How many lines below contain the string "tree", matching case exactly? Reply with the number alone.
# START OF The input
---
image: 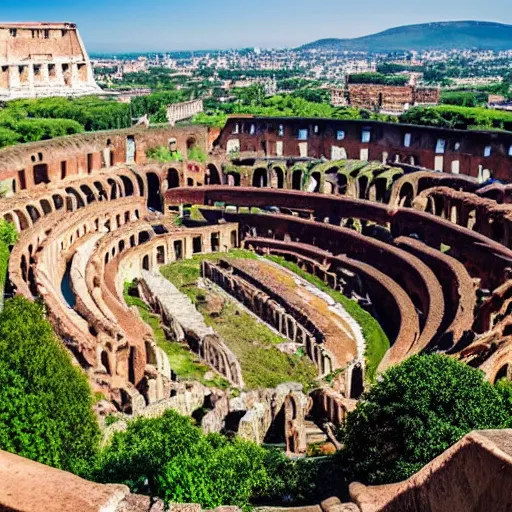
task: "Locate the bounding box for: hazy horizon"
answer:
[4,0,512,53]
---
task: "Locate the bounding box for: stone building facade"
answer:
[0,23,101,100]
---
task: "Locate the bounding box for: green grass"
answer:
[124,283,229,389]
[266,256,390,382]
[160,250,317,391]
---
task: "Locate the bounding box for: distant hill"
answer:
[300,21,512,52]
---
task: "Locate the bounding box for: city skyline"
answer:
[2,0,512,53]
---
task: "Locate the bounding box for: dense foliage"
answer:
[0,297,99,473]
[340,355,511,484]
[400,105,512,130]
[348,73,409,85]
[90,411,340,508]
[0,96,131,147]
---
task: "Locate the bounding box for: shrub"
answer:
[340,355,511,484]
[91,411,268,508]
[0,297,99,473]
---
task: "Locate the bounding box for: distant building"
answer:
[331,84,440,114]
[0,23,101,100]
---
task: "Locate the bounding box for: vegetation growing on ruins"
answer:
[400,105,512,131]
[90,411,342,509]
[0,96,131,147]
[266,256,389,382]
[124,283,229,389]
[0,297,99,473]
[146,146,183,163]
[161,250,317,391]
[348,73,409,86]
[340,355,512,484]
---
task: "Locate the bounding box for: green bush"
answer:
[91,411,268,508]
[0,297,99,473]
[340,355,511,484]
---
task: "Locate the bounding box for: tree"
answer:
[0,297,99,473]
[90,411,269,508]
[340,355,511,484]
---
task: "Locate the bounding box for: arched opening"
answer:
[80,185,96,204]
[120,175,134,197]
[40,199,52,215]
[135,174,144,197]
[206,164,222,185]
[350,364,364,400]
[33,164,50,185]
[308,171,322,192]
[400,183,414,208]
[52,194,64,210]
[167,168,180,189]
[107,178,117,200]
[139,231,150,245]
[101,350,112,375]
[227,172,240,187]
[66,187,85,208]
[94,181,108,201]
[337,174,348,196]
[27,204,41,223]
[292,171,302,190]
[357,176,368,199]
[270,167,284,188]
[252,168,268,188]
[147,172,163,212]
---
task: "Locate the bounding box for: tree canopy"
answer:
[340,355,511,484]
[0,297,99,473]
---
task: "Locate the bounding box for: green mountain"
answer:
[300,21,512,52]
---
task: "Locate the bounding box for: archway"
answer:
[167,168,180,189]
[207,164,222,185]
[120,175,134,197]
[252,168,268,188]
[146,172,163,212]
[292,171,302,190]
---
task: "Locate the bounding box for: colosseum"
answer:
[0,116,512,512]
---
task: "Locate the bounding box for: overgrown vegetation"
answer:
[124,283,229,389]
[90,411,341,510]
[0,297,99,474]
[348,73,409,86]
[0,96,131,147]
[340,355,512,484]
[146,146,183,163]
[266,256,389,382]
[400,105,512,131]
[161,250,317,390]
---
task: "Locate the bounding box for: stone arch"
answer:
[398,182,414,208]
[206,164,222,185]
[39,199,53,215]
[227,172,240,187]
[119,174,135,197]
[66,187,85,208]
[252,167,268,188]
[52,194,64,210]
[146,172,163,212]
[167,167,180,189]
[80,184,96,204]
[14,210,32,231]
[26,204,41,223]
[292,169,302,190]
[270,166,284,188]
[107,178,119,200]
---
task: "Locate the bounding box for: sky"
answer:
[0,0,512,53]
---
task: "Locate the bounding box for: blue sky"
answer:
[4,0,512,52]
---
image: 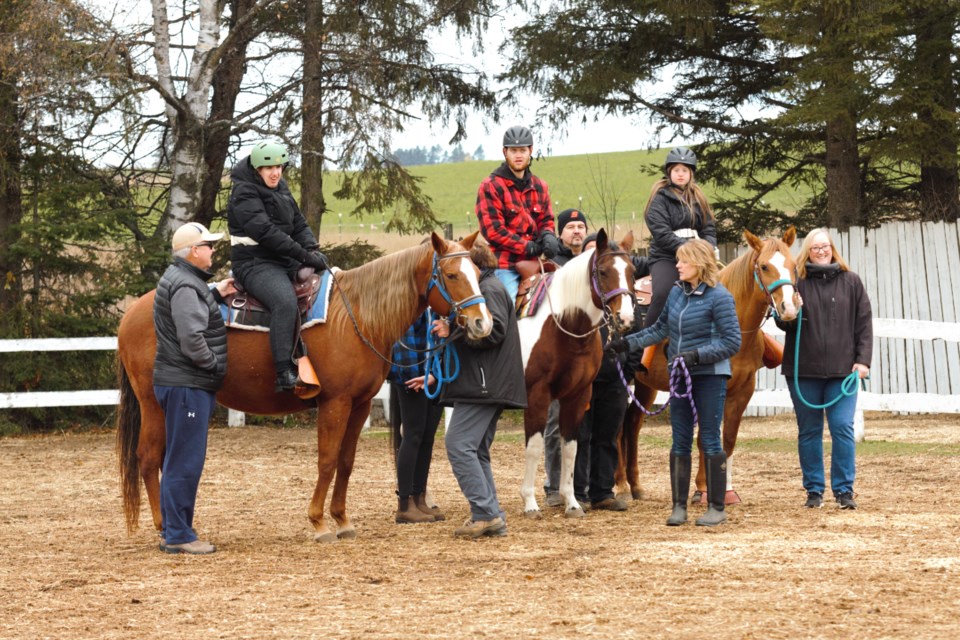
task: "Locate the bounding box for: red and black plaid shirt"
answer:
[476,163,554,269]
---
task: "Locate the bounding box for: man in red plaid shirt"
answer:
[476,126,560,299]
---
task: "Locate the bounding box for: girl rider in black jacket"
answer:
[227,140,327,391]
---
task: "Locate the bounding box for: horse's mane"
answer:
[544,248,596,319]
[330,244,433,346]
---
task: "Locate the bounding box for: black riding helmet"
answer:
[664,147,697,173]
[503,125,533,147]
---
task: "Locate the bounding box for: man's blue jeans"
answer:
[493,269,520,300]
[787,378,857,496]
[670,375,727,456]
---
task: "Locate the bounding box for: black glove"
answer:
[301,251,328,273]
[630,256,650,280]
[677,351,700,369]
[603,338,630,355]
[540,231,560,260]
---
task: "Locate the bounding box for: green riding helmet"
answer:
[250,140,290,169]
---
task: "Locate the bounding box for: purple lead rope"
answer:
[617,358,699,424]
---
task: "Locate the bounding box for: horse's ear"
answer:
[743,229,763,253]
[780,225,797,247]
[430,231,447,256]
[460,229,480,251]
[597,227,607,255]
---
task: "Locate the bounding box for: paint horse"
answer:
[616,227,799,504]
[117,233,493,542]
[519,229,634,518]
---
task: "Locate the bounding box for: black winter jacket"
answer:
[153,258,227,391]
[776,262,873,378]
[227,157,317,284]
[644,187,717,262]
[440,269,527,409]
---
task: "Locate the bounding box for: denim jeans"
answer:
[787,378,857,496]
[493,269,520,300]
[670,375,727,456]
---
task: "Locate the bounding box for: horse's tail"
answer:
[117,357,140,532]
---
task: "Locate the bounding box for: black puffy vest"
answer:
[153,258,227,391]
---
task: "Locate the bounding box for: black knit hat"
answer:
[557,209,588,235]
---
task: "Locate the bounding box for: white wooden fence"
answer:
[0,222,960,424]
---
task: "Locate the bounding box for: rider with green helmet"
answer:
[227,140,327,391]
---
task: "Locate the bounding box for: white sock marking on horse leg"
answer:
[560,440,580,510]
[727,453,733,491]
[520,432,543,511]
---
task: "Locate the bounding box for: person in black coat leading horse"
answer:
[227,141,327,391]
[441,244,527,538]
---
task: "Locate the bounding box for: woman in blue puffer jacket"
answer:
[607,239,740,526]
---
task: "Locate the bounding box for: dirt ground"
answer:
[0,414,960,638]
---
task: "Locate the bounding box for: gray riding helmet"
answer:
[503,125,533,147]
[664,147,697,171]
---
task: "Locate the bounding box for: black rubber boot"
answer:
[667,453,690,527]
[697,453,727,527]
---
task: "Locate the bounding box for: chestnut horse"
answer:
[519,229,634,518]
[117,233,493,542]
[616,227,799,504]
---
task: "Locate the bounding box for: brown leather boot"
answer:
[410,492,447,522]
[396,497,436,524]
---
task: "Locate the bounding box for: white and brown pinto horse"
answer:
[519,229,635,518]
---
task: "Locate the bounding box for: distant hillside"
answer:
[316,150,806,227]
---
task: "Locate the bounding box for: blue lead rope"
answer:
[793,307,870,409]
[423,320,460,400]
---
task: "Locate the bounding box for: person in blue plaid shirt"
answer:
[388,309,449,524]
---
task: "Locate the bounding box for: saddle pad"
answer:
[220,271,333,331]
[517,273,553,319]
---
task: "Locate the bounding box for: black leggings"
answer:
[643,260,680,328]
[390,382,443,498]
[240,264,299,373]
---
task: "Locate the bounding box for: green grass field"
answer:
[316,150,806,229]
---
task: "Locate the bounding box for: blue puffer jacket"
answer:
[627,281,740,377]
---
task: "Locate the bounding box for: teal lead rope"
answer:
[793,307,870,409]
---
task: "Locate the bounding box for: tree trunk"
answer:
[300,0,327,238]
[0,69,23,313]
[916,5,960,222]
[195,0,256,227]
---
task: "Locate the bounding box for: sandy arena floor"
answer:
[0,414,960,639]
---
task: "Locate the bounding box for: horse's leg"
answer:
[723,385,753,504]
[330,400,370,540]
[520,383,550,519]
[307,398,350,542]
[560,382,593,518]
[137,393,167,533]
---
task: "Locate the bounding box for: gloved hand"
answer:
[301,251,329,273]
[540,231,560,260]
[677,351,700,369]
[603,338,630,356]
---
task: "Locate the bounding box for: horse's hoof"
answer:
[563,507,587,518]
[313,531,339,544]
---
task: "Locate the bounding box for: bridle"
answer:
[427,251,486,329]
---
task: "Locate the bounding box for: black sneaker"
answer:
[803,491,823,509]
[837,491,857,511]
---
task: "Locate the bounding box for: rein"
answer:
[330,251,485,370]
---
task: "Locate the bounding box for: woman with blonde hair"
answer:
[776,228,873,509]
[607,238,740,527]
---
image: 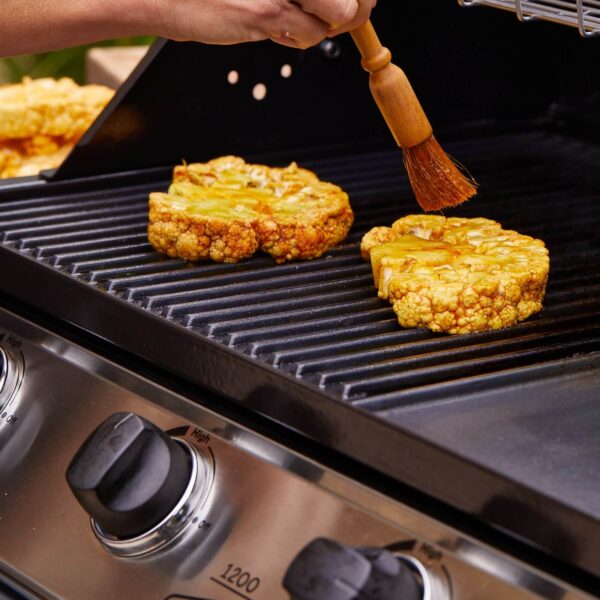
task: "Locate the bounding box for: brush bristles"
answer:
[403,136,477,211]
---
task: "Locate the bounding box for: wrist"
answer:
[75,0,161,39]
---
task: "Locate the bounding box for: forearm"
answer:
[0,0,157,56]
[0,0,375,57]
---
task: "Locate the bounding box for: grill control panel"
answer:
[0,309,589,600]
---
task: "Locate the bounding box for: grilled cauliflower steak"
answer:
[361,215,550,334]
[148,156,354,263]
[0,77,113,179]
[0,77,114,140]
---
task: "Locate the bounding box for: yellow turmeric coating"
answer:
[361,215,550,334]
[0,77,114,141]
[148,156,354,263]
[0,77,114,179]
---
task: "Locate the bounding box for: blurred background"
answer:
[0,37,154,84]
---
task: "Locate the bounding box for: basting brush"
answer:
[351,21,477,211]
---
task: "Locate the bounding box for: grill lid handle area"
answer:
[67,413,191,538]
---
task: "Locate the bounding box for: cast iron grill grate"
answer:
[0,132,600,412]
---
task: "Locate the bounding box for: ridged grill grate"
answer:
[0,132,600,411]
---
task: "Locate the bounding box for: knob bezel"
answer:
[90,437,214,558]
[0,346,25,430]
[394,552,434,600]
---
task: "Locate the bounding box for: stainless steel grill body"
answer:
[0,131,600,571]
# END OF The input
**The reply**. 3